Start of Supplied text
Results of the pilot M4Raw dataset demonstration for data-driven parallel imaging reconstruction. The mean PSNR and SSIM values were calculated for each contrast on the validation subset and labeled on top of the representative images. The trained VarNet model substantially outperformed the traditional GRAPPA method.

Demonstration of M4Raw dataset for denoising reconstruction

For the demonstration of image denoising, a simple U-Net model44 and a state-of-the-art natural image restoration model NAFNet45 were trained on the M4Raw dataset. During training, the single repetition image was used as input, and the multi-repetition averaged image was used as the label. Both models were trained with Adam optimizer, and a learning rate of 1 × 10−4 was used for 50 training epochs before reduced to 1 × 10−5 for another 10 epochs. The trained models were then compared with the classical BM3D algorithm46, and the sigma parameter for BM3D was set to 0.025 according to the noise estimation. PSNR/SSIM values were computed for quantitative evaluation. As shown in Fig. 6, both data-driven methods outperformed the traditional BM3D method in terms of PSNR and SSIM values, and they offered visually better images with less blurring than the BM3D results.
End of Supplied text
Start of Extracted records
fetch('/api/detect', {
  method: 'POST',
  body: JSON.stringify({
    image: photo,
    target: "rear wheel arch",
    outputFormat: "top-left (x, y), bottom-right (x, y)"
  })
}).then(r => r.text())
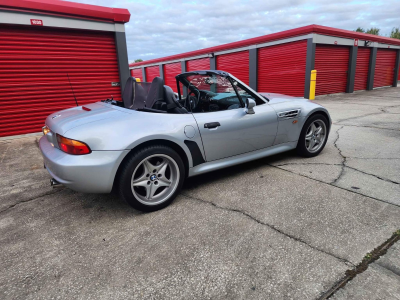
top-left (113, 139), bottom-right (189, 191)
top-left (304, 110), bottom-right (332, 132)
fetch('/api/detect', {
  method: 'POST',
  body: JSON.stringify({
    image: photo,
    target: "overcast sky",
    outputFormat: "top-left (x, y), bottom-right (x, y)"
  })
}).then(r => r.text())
top-left (69, 0), bottom-right (400, 62)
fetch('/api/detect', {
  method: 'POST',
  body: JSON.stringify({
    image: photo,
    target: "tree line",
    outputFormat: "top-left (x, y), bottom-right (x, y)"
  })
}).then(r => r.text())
top-left (354, 27), bottom-right (400, 39)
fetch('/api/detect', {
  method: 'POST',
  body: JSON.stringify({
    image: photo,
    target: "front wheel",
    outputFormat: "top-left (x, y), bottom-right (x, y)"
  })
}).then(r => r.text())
top-left (296, 114), bottom-right (329, 157)
top-left (119, 145), bottom-right (185, 211)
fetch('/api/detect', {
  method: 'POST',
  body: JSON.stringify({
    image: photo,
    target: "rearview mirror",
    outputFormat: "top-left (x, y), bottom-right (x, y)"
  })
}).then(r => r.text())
top-left (246, 98), bottom-right (256, 114)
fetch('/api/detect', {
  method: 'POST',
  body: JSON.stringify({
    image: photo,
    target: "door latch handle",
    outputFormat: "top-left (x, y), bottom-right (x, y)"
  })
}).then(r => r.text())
top-left (204, 122), bottom-right (221, 129)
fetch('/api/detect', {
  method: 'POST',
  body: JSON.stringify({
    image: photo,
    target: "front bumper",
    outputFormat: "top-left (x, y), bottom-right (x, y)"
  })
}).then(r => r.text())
top-left (39, 136), bottom-right (129, 193)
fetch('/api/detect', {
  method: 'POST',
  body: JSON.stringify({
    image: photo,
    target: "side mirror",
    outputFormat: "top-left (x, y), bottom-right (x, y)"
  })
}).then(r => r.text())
top-left (246, 98), bottom-right (256, 114)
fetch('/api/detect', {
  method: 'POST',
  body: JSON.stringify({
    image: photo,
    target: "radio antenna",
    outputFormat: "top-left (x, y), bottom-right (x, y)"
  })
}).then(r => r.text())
top-left (67, 73), bottom-right (79, 106)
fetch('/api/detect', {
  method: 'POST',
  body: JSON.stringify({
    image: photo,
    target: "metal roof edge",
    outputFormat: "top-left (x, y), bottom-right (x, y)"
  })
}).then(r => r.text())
top-left (0, 0), bottom-right (131, 23)
top-left (129, 24), bottom-right (400, 68)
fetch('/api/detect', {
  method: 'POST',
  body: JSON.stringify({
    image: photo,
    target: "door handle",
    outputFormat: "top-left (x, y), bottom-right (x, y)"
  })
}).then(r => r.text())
top-left (204, 122), bottom-right (221, 129)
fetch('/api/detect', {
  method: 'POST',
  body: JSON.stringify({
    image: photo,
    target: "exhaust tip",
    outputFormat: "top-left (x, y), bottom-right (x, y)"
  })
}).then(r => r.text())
End of Extracted records
* **Work instructions**:
(a) Print the part of the M4Raw dataset text that opens with the words containing "For the demonstration" and closes with "the BM3D results.".
(b) Continue the text on the M4Raw dataset demonstrations from where it stops.

* **Answers given**:
(a)
For the demonstration of image denoising, a simple U-Net model44 and a state-of-the-art natural image restoration model NAFNet45 were trained on the M4Raw dataset. During training, the single repetition image was used as input, and the multi-repetition averaged image was used as the label. Both models were trained with Adam optimizer, and a learning rate of 1 × 10−4 was used for 50 training epochs before reduced to 1 × 10−5 for another 10 epochs. The trained models were then compared with the classical BM3D algorithm46, and the sigma parameter for BM3D was set to 0.025 according to the noise estimation. PSNR/SSIM values were computed for quantitative evaluation. As shown in Fig. 6, both data-driven methods outperformed the traditional BM3D method in terms of PSNR and SSIM values, and they offered visually better images with less blurring than the BM3D results.

(b)
Fig. 6
figure 6

Results of the pilot M4Raw dataset demonstration for data-driven MRI denoising. The mean PSNR and SSIM values were calculated for each contrast on the validation subset and labeled on top of the representative images. Both data-driven methods achieved higher PSNR and SSIM values than the traditional BM3D method, offering visually improved images with less blurring.

Usage Notes

The M4Raw dataset enables development of various data-driven methods for low-field MRI reconstruction. It can also serve as a benchmark dataset for comparing different methods specific to low-field MRI. The dataset encompasses characteristics of low-field MRI data, while also possessing similarities to existing high-field datasets30,31,32,33. As such, it can be used as a general test dataset for a wide range of MRI reconstruction algorithms, including those originally proposed for high-field MRI. Apart from parallel imaging and denoising, potential research applications for this dataset include super-resolution, motion correction, and image style transfer from low-field to high-field. Additionally, the dataset’s inclusion of multiple contrasts allows for joint multi-contrast image reconstruction to further advance image quality24,37,38,39.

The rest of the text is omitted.